WHAT NEEDS TO BE DONE: Write out exactly the lines running from the line that includes "Target: bird bending down" to the end of the data, both ends included, and nothing besides.

Stored items:
# # # #
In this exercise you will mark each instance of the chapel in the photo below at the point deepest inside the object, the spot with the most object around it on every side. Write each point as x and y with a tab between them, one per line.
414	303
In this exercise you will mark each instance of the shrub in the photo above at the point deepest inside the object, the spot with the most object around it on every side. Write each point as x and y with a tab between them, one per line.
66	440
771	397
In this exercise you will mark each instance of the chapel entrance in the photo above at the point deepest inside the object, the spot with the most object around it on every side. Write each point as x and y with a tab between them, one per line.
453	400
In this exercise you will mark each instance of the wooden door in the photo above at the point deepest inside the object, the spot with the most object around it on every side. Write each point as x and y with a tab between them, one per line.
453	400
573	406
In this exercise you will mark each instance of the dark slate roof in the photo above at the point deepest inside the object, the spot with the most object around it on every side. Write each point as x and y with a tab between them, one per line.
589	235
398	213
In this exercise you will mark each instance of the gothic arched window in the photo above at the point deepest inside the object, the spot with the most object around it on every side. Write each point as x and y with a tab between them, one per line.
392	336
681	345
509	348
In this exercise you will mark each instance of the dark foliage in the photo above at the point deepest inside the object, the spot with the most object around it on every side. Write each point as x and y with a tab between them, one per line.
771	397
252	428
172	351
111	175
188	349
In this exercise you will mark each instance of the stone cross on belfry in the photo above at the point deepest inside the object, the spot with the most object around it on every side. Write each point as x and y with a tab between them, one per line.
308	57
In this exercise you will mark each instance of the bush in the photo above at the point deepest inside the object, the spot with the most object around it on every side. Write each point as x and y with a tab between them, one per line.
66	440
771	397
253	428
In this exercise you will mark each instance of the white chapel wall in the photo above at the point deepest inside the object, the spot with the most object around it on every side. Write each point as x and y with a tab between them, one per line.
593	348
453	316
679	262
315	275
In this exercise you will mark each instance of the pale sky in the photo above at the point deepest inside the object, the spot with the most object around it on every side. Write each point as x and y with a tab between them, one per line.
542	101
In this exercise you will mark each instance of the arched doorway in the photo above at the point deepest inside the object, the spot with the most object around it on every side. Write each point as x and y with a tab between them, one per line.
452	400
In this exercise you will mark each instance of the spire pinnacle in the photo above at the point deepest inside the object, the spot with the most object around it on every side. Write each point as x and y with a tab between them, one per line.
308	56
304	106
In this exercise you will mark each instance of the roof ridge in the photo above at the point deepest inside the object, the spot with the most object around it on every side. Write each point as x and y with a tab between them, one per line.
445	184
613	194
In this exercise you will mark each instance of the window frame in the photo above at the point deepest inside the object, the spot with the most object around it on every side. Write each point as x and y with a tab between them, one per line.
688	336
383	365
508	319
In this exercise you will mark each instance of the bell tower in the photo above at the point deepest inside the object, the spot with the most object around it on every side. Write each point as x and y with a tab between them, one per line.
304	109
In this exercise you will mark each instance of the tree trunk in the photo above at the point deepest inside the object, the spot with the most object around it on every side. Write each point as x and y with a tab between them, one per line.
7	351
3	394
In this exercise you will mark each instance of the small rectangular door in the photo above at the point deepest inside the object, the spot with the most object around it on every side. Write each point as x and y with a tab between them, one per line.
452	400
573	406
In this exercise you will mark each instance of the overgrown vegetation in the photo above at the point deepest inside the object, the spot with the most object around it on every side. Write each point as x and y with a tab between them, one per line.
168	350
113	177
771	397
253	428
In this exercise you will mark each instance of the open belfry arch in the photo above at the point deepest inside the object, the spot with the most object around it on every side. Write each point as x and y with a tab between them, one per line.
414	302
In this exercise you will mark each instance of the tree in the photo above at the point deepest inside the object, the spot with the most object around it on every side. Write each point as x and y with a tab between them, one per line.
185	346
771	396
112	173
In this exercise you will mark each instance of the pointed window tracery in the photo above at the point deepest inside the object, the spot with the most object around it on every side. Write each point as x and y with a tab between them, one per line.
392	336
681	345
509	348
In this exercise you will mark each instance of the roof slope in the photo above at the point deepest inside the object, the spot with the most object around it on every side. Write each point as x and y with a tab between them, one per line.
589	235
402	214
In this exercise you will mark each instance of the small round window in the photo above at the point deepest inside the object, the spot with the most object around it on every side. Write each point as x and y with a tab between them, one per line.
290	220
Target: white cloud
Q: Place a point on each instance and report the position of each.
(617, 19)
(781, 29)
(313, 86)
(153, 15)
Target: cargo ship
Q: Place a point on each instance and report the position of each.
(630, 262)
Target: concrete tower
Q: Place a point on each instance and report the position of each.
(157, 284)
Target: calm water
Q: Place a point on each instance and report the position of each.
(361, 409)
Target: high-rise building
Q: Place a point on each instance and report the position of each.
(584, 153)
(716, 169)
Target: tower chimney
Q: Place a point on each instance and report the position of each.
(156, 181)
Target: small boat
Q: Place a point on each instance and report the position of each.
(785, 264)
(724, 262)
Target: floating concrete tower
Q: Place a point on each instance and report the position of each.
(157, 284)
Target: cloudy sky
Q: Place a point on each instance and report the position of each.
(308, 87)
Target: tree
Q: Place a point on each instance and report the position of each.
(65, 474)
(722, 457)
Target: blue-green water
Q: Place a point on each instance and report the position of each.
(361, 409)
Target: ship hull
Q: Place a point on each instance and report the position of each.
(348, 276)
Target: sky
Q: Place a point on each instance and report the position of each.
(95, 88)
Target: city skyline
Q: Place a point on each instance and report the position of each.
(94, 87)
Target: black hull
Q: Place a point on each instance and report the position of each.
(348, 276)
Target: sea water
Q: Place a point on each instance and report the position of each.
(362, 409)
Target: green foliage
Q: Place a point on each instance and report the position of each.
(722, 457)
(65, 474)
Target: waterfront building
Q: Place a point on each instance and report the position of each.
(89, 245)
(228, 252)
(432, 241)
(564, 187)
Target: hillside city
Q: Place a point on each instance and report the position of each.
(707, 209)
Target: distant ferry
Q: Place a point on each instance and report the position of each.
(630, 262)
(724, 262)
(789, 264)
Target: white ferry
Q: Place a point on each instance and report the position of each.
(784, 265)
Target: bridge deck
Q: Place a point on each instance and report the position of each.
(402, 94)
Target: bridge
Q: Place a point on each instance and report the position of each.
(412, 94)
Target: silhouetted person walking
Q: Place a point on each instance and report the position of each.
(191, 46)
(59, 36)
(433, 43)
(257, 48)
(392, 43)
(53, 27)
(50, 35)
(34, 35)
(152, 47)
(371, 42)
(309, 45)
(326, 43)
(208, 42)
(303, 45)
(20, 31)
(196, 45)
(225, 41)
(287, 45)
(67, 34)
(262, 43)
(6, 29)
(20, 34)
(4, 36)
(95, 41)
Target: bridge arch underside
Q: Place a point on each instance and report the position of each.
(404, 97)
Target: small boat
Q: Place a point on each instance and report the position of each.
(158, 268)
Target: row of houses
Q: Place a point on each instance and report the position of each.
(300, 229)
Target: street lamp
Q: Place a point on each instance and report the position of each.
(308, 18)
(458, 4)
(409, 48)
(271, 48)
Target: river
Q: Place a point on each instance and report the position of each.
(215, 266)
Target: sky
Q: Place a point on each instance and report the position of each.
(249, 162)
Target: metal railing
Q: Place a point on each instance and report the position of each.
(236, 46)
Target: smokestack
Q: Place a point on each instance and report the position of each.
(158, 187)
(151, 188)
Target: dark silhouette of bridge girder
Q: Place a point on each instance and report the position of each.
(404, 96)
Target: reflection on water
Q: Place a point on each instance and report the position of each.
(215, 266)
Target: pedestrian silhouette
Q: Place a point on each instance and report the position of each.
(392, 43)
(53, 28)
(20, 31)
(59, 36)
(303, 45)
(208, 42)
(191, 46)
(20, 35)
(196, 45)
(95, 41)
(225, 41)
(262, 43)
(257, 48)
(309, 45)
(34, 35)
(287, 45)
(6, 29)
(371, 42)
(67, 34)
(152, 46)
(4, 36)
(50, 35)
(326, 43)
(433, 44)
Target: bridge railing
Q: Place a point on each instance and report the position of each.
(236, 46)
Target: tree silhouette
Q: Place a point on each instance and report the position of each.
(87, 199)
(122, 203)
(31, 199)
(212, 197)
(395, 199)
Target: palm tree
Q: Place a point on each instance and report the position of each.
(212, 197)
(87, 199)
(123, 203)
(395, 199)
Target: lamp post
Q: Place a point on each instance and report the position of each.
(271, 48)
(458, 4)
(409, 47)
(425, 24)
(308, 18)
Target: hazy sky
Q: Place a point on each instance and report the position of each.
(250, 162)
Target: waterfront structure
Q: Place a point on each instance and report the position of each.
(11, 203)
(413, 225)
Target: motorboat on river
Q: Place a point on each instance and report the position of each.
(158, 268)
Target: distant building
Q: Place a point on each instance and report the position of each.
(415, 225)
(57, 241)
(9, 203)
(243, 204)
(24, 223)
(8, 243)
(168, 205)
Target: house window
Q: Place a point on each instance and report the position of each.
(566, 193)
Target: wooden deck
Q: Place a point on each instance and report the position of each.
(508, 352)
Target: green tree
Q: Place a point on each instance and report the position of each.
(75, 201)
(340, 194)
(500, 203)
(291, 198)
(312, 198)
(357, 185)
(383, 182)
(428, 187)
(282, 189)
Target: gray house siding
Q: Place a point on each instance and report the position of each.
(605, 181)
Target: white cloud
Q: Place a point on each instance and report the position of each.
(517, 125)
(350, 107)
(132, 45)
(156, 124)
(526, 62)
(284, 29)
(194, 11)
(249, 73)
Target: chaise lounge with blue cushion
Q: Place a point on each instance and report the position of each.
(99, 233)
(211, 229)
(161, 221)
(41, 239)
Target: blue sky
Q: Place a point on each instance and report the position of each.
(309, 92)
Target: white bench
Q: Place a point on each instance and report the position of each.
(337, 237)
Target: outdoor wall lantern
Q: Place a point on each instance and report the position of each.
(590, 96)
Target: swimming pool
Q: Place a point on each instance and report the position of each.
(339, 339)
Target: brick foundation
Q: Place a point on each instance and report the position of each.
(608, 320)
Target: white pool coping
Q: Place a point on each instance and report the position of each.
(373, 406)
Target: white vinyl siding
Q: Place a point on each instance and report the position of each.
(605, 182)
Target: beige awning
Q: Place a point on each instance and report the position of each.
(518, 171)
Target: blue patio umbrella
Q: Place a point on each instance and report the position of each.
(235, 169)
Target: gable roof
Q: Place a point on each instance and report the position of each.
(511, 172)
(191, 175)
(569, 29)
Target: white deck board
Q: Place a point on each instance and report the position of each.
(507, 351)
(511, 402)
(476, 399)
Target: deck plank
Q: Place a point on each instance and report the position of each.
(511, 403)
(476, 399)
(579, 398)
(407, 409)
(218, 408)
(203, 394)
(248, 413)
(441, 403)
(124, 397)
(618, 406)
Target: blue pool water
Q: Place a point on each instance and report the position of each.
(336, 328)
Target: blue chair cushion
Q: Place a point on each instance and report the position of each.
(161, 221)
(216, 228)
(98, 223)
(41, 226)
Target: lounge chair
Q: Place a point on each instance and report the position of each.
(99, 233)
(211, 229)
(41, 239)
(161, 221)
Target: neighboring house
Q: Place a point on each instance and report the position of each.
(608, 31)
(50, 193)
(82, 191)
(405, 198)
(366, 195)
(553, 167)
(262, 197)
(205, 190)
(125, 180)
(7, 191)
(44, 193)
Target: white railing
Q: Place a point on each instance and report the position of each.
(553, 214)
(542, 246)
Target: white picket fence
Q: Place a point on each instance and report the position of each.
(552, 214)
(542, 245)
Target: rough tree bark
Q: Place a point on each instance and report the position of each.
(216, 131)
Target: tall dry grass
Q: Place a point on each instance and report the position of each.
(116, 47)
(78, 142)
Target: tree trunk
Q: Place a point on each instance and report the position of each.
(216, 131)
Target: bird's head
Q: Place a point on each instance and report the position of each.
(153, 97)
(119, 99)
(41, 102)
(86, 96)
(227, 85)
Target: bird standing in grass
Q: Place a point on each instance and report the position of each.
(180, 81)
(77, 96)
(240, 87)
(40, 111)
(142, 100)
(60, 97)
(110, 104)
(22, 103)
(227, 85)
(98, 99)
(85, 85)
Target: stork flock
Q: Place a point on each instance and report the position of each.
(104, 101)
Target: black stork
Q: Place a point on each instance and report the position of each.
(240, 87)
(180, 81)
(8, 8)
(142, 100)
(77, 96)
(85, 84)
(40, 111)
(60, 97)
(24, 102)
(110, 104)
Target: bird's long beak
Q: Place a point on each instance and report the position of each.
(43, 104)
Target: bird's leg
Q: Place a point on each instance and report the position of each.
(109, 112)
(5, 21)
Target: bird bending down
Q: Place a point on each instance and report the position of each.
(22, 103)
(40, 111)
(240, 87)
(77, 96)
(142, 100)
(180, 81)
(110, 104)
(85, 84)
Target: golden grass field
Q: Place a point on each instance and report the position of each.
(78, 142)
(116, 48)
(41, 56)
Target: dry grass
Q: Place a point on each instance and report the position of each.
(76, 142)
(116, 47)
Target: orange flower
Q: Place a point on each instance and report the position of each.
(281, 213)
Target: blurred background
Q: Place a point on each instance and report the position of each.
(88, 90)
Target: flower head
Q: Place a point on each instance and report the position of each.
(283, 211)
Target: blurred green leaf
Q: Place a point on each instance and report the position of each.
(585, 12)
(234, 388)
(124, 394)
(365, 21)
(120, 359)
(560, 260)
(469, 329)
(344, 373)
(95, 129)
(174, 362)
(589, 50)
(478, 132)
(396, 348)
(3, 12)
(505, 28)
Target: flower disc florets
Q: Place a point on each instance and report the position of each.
# # # #
COMPLETE OUTPUT:
Target: bird bending down
Q: Place a point on each instance and report the position of each.
(22, 103)
(40, 111)
(240, 87)
(77, 96)
(142, 100)
(180, 81)
(110, 104)
(85, 84)
Target: golden grass field
Q: Place a point on each instance and report the position of each.
(78, 142)
(116, 48)
(41, 56)
Target: dry grass
Q: Place a point on each instance and report the position of each.
(76, 142)
(116, 47)
Target: orange flower
Q: Place a point on each instance and report the position of each.
(281, 213)
Target: blurred background
Q: Place a point on each instance and report the position of each.
(88, 90)
Target: flower head
Q: Place a point on each instance and report the position of each.
(283, 211)
Target: blurred green leaf
Q: Place a point on each instance and report the position of each.
(585, 12)
(234, 388)
(124, 394)
(365, 21)
(120, 359)
(560, 260)
(469, 329)
(344, 373)
(95, 129)
(174, 362)
(589, 50)
(478, 132)
(396, 348)
(3, 12)
(505, 28)
Target: flower disc florets
Q: Place a point on each instance and report the position of each.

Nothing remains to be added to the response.